▸ **SELECTED PASSAGE**:
-- -- --

AI Translation Demos Are Really Just Fancy Guessing Machines

The wave of 'autonomous' software translation demos that kicked off 2026 has a dirty secret. In a February technical post, software engineer Alperen Keles makes a compelling case that none of it is actually autonomous. What vendors are calling AI translation is more precisely this: models propose code, human-designed test harnesses accept or reject it, and the cycle repeats until something passes. The LLM is a smarter guesser. The judge is a human who wrote the tests.

That distinction matters more than it sounds. If correctness is determined by the test harness, then the hard intellectual work — figuring out what 'correct' even means for a given codebase — stays with the engineer. The model handles guessing. The human handles truth.

Keles points to two January announcements as exhibits. Cursor's post on scaling long-running autonomous coding showed off translations of a browser, a Java language server, a Windows emulator, and Excel. Anthropic's parallel-Claudes C compiler generated considerable buzz — at least until it failed on a Hello World program despite, somehow, having compiled the Linux kernel in the demo. Keles calls both immature early attempts and argues the real bottleneck isn't model capability but harness quality and compute budget. Better tests, more tokens, more iterations.

-- -- --

▸ **MATERIAL SHOWN**:
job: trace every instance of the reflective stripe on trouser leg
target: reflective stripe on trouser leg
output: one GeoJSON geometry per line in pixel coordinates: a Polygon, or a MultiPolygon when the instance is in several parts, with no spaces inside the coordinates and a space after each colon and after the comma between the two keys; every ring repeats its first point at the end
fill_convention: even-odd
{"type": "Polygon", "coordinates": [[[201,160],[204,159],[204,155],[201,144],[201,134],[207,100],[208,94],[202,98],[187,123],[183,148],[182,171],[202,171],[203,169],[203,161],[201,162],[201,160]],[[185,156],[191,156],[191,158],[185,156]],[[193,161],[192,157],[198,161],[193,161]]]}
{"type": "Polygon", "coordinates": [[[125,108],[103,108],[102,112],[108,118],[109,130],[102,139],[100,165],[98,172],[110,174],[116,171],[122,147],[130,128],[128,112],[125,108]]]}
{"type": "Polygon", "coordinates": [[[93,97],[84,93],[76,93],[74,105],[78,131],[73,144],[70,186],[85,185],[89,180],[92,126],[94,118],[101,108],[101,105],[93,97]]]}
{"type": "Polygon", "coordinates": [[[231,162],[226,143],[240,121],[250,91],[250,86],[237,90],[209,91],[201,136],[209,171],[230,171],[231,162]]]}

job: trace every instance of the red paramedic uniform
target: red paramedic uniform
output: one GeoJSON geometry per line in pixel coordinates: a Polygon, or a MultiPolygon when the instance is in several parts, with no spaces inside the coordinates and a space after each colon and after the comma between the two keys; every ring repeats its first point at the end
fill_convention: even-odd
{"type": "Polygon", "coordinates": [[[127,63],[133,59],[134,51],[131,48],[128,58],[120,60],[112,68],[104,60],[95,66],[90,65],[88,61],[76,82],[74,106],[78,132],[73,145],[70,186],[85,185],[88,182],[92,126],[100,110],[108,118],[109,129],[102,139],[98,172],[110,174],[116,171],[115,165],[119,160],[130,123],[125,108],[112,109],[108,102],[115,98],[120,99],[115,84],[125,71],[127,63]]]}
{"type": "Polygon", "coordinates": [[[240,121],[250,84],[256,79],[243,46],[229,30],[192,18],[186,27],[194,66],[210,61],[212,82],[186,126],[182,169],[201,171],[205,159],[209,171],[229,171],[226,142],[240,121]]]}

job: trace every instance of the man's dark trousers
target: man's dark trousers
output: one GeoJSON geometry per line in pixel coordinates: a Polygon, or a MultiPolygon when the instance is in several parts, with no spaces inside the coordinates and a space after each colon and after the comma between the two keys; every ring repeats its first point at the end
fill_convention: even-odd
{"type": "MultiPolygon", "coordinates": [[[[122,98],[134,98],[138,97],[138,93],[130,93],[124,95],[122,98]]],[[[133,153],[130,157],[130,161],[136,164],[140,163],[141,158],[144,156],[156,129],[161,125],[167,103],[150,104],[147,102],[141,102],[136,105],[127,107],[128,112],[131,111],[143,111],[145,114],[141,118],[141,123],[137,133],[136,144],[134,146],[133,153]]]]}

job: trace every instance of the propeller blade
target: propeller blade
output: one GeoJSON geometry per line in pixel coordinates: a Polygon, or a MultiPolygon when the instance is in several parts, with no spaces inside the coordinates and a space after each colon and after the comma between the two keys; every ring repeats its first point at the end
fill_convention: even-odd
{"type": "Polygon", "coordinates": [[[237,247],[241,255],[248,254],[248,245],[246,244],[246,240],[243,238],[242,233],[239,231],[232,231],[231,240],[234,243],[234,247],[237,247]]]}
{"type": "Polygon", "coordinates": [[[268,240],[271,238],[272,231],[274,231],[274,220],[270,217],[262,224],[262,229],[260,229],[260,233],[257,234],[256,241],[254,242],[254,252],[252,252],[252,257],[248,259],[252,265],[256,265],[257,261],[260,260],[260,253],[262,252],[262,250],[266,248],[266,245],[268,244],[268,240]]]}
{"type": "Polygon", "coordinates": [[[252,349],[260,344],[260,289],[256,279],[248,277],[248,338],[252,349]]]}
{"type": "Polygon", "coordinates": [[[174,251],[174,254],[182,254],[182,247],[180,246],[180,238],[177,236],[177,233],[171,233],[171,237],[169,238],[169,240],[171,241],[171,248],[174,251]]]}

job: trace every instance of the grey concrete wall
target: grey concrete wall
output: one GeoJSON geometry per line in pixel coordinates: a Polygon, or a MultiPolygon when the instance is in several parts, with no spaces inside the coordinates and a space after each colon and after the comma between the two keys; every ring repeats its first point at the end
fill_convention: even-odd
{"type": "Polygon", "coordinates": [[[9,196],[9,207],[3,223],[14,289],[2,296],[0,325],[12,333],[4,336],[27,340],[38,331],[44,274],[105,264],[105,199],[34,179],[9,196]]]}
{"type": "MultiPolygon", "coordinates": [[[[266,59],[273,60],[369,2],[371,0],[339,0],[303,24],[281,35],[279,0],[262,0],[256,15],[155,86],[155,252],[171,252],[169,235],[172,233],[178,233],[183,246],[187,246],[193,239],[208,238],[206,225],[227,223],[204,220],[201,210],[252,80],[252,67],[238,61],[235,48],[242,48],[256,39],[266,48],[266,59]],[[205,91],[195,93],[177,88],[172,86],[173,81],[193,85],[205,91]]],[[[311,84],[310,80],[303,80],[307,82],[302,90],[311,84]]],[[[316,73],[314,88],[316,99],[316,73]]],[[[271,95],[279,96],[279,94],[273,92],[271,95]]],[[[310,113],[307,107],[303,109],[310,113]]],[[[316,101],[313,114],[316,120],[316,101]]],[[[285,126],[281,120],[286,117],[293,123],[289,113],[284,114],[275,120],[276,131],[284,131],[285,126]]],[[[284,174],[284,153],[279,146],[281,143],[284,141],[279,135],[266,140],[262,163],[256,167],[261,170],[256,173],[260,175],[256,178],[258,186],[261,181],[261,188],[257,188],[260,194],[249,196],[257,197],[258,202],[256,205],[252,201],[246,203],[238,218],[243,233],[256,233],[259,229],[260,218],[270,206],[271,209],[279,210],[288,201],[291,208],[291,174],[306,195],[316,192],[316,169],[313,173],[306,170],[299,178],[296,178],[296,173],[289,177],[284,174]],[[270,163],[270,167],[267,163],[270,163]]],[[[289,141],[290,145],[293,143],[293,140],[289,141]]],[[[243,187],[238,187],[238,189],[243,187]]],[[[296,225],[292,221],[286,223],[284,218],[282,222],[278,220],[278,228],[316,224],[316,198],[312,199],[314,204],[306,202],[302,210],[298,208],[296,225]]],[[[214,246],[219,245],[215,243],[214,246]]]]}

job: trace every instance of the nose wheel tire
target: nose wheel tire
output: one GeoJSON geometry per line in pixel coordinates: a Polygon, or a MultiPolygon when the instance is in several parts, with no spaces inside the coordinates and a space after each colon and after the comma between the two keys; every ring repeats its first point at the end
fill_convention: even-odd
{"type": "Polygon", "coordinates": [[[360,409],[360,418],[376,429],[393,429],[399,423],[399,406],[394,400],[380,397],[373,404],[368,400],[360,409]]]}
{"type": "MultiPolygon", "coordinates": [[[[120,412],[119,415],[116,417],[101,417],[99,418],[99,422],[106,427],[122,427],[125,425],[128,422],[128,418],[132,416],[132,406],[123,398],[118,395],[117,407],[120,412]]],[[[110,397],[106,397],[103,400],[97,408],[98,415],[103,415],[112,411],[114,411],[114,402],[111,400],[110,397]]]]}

-- -- --

▸ **ASSIGNED TASK A**: In the article on AI translation demos, what program did Anthropic's parallel-Claudes C compiler fail on?
▸ **ASSIGNED TASK B**: Extend the article on AI translation demos with the next few paragraphs, picking up after its final sentence.

▸ **ANSWER BOX A**: A Hello World program.

▸ **ANSWER BOX B**:
The economics follow from that logic. Translation cost is roughly a function of cost-per-iteration times expected iterations to convergence. As models improve and token prices fall, projects that were previously too expensive become viable. Keles expects increasingly capable demos throughout 2026 — not because of some qualitative leap in AI reasoning, but because the math of iteration keeps improving.

There's also a useful distinction between translating applications versus libraries. Applications deliver more direct business value. Libraries have compounding downstream effects across every codebase that depends on them, but also carry greater risk when something breaks quietly.

The most interesting section of Keles's post looks past translation entirely. The next frontier, he argues, is LLM-driven code optimization — where the objective shifts from semantic equivalence to raw performance improvement. Early signals include tools like BitsEvolve, ShinkaEvolve, Algotune, ADRS, and Glia. Optimization is harder than translation: there's no single right answer, just a performance landscape to explore. But the underlying architecture — harness plus model, iterate until good — is the same. The difference is the reward function.